> [What this exercise asks]
a) Answer these questions about the article on schools pushing out low-scoring students. Put each answer on its own line, marked to match.
(i) How many low-scoring students were dropped from the rolls of a local high school in 2003?
(ii) What position does David DeMond hold?
(iii) Between which grades does the text say yearly testing should not be required?
b) Extend the article on schools pushing out low-scoring students, beginning after its last line.

> [Text shown]

NEA Today Home | April '06 Contents | Archives

Cover story - continued from page 4

Schools have an incentive to push out low-scoring students

Reports say that some schools, desperate to make AYP, are pushing low-scoring students out. One example: An Orlando, Florida, newspaper discovered that 126 low-scorers were dropped from the rolls of a local high school in 2003, just before the state test.

“That coincidence was unexplainable,” says David DeMond, president of the Orange County Classroom Teachers Association. “It was an embarrassment.” The principal denied dismissing students to boost scores, but after the bad publicity, she was reassigned.

“That practice is severely monitored to be sure it does not happen again,” DeMond says.

A Growing Chorus for Common Sense

Don’t judge schools only by their students’ test scores. Instead, let states use multiple measures of success.

Don’t require testing every single year between grades 3 and 8.

Do fully fund Title I so every eligible child can be served.

> [Information shown]
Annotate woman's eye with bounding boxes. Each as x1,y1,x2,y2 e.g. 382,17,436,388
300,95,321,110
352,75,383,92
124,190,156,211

> [Responses to the exercise]
a)
(i) 126
(ii) President of the Orange County Classroom Teachers Association
(iii) Between grades 3 and 8

b)
Do ask for reports from states and school districts on what they are doing to help families and communities, as well as educators, improve student learning.

These are some of the 14 principles proposed by the NEA, NAACP, National Council of Churches, and other organizations pushing for common sense changes in No Child Left Behind to make the law live up to its lofty name.

The coalition, called the Forum on Educational Accountability, started as 27 organizations that presented their proposals in October 2004. More groups are signing on all the time—68 at last count.

Read the complete statement and list of signers online at www.neatoday.org.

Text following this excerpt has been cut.